[Activity] Write all of the lines below out again, exactly as they stand.

◆ ◆ ◆ ◆ ◆

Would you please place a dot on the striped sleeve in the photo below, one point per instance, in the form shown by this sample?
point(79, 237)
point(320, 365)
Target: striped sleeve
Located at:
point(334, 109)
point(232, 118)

◆ ◆ ◆ ◆ ◆

[Written answer]
Would you please place a dot on the striped sleeve in the photo below, one point per instance, in the form shown by this sample?
point(79, 237)
point(320, 365)
Target: striped sleeve
Located at:
point(334, 109)
point(232, 118)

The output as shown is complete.